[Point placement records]
□ □ □ □ □ □ □
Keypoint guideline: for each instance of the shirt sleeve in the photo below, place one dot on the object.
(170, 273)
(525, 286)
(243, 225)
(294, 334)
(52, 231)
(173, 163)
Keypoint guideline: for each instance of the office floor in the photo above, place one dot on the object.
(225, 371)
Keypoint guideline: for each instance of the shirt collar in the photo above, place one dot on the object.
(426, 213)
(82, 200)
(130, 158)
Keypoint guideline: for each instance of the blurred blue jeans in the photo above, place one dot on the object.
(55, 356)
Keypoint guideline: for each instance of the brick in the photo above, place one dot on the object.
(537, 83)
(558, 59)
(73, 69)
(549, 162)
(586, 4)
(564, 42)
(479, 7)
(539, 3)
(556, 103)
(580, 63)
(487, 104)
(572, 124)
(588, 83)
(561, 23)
□ □ □ □ □ □ □
Rewrite every row above, changing "place one dot" to "put a single mark" and keeping everything else the same.

Keypoint guideline: for each instance of the shirt sleeve in the photo below, put a single mark on the object.
(170, 273)
(525, 286)
(243, 225)
(294, 334)
(52, 231)
(173, 163)
Keypoint guideline: for each instance of the office floor in the photo above, put a single mark on the object.
(225, 371)
Keypoint guideline: for each instance of the shirt collar in the photo above, put a single mark on the object.
(426, 213)
(82, 200)
(130, 158)
Keypoint guideline: for each instance of the blurred blue jeans in the photo above, put a single mark on the object.
(55, 356)
Keypoint guideline: for each instance of the brick in the photo above, put a single mark on the object.
(537, 83)
(558, 59)
(73, 69)
(549, 162)
(586, 4)
(564, 42)
(479, 7)
(539, 3)
(556, 103)
(580, 63)
(487, 104)
(572, 124)
(588, 83)
(561, 23)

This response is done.